- **PROMPT**
Retype exactly the lines from the one with "Target: jeans" down to the final line of the material below, both included, and nothing more.

Segment Open

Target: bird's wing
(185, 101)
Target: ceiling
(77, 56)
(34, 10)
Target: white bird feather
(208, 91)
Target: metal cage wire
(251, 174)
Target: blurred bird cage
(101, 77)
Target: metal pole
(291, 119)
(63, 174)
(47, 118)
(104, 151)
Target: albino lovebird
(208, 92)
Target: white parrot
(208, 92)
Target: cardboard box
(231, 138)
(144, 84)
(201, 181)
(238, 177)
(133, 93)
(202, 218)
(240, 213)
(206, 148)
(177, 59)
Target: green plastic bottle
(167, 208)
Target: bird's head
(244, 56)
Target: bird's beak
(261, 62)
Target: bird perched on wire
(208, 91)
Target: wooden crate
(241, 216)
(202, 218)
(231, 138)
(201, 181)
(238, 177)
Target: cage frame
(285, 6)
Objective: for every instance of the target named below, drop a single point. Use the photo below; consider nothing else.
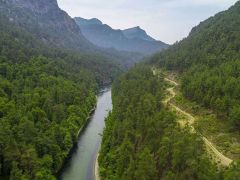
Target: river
(80, 166)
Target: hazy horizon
(165, 20)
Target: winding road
(219, 157)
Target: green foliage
(142, 139)
(39, 101)
(209, 59)
(46, 95)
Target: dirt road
(223, 160)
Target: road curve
(223, 160)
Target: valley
(158, 111)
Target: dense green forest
(208, 60)
(142, 139)
(46, 95)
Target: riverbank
(75, 143)
(81, 164)
(96, 168)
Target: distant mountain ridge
(131, 40)
(138, 33)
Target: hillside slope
(210, 60)
(131, 40)
(46, 90)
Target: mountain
(131, 40)
(54, 27)
(137, 33)
(47, 21)
(209, 62)
(49, 79)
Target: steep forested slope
(46, 94)
(142, 139)
(133, 40)
(210, 55)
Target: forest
(208, 63)
(46, 95)
(142, 139)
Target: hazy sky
(165, 20)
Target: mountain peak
(137, 33)
(81, 21)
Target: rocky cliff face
(130, 40)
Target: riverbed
(80, 165)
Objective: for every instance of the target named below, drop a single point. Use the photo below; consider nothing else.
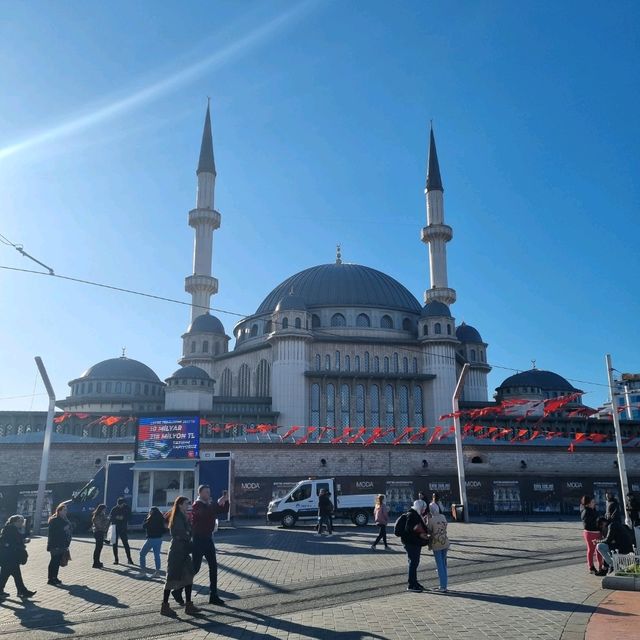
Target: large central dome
(334, 285)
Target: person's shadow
(31, 616)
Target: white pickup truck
(301, 503)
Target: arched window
(403, 406)
(359, 406)
(226, 383)
(263, 382)
(315, 405)
(331, 406)
(388, 406)
(417, 406)
(375, 406)
(363, 320)
(244, 380)
(338, 320)
(345, 400)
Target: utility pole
(46, 446)
(462, 483)
(622, 470)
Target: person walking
(439, 543)
(414, 537)
(180, 571)
(381, 518)
(325, 509)
(154, 526)
(99, 526)
(203, 516)
(58, 541)
(119, 518)
(591, 533)
(13, 553)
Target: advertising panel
(160, 438)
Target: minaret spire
(436, 234)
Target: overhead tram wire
(324, 332)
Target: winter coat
(12, 548)
(100, 523)
(59, 535)
(437, 529)
(381, 514)
(589, 519)
(180, 571)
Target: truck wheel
(360, 518)
(289, 519)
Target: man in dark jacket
(325, 509)
(119, 518)
(617, 537)
(413, 539)
(203, 515)
(613, 512)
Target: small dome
(206, 323)
(291, 302)
(435, 308)
(191, 372)
(545, 380)
(467, 333)
(120, 369)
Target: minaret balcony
(209, 217)
(440, 294)
(201, 284)
(436, 232)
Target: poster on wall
(173, 437)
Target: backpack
(399, 528)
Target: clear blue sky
(320, 117)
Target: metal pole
(46, 446)
(462, 483)
(622, 470)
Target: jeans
(154, 545)
(99, 537)
(12, 570)
(204, 547)
(124, 538)
(440, 556)
(325, 520)
(382, 535)
(413, 556)
(591, 538)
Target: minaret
(436, 234)
(205, 220)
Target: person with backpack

Segment Closed

- **TASK RESULT**
Target: jeans
(154, 545)
(99, 537)
(12, 570)
(204, 547)
(124, 538)
(440, 556)
(325, 520)
(382, 535)
(413, 556)
(591, 538)
Target: minaret
(436, 234)
(205, 220)
Target: person with backpack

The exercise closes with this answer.